-------- Records supplied
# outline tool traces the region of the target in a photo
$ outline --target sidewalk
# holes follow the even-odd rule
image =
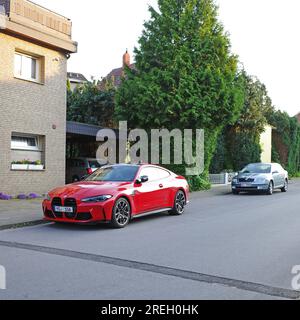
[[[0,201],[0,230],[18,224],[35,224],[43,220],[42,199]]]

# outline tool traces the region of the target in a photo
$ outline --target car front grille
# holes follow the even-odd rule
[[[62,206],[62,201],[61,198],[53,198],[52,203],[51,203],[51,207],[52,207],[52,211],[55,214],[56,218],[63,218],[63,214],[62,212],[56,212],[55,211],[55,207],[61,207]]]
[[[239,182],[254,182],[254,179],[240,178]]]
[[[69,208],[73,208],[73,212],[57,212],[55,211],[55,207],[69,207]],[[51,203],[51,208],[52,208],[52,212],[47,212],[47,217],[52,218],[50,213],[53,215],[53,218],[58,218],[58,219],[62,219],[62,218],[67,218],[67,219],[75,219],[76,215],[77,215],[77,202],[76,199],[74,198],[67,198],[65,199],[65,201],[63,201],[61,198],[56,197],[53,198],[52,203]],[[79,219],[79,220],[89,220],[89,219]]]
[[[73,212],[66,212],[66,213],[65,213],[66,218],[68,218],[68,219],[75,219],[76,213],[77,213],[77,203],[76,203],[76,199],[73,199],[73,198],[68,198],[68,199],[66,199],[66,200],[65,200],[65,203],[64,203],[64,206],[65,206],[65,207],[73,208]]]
----------------
-------- Records supplied
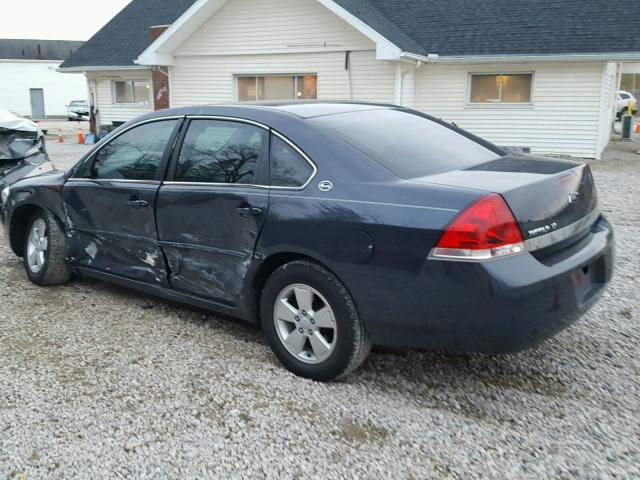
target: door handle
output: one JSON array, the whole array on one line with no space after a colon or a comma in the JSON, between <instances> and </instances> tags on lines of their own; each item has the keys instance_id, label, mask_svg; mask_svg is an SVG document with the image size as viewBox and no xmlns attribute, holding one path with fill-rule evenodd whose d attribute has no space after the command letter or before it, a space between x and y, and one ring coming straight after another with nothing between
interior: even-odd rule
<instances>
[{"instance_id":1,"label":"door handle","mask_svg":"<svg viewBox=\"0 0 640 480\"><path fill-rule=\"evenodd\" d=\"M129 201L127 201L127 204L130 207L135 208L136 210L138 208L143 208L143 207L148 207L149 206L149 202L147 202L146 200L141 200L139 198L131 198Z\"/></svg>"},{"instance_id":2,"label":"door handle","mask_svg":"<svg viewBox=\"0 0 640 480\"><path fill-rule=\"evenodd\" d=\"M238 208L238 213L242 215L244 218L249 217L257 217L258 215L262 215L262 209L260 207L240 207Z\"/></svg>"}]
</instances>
----------------
-------- Records supplied
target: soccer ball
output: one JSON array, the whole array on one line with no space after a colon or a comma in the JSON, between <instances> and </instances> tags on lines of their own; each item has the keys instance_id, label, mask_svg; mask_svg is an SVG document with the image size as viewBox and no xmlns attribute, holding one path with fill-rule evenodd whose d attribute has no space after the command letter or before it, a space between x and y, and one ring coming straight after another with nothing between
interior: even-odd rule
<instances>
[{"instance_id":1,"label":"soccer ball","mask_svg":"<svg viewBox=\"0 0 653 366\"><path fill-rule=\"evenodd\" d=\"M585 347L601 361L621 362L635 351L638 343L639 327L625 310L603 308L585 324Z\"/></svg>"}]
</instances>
----------------
What this task involves :: Leave the pictures out, and transcribe exactly the lines above starting at the one that contains "outline --target sidewalk" and ending at the one that contains "car front grille".

Task result ::
$ outline --target sidewalk
# holes follow the even-odd rule
image =
[[[0,201],[0,230],[18,224],[35,224],[43,220],[42,199]]]

# outline tool traces the region of the target in a photo
$ outline --target car front grille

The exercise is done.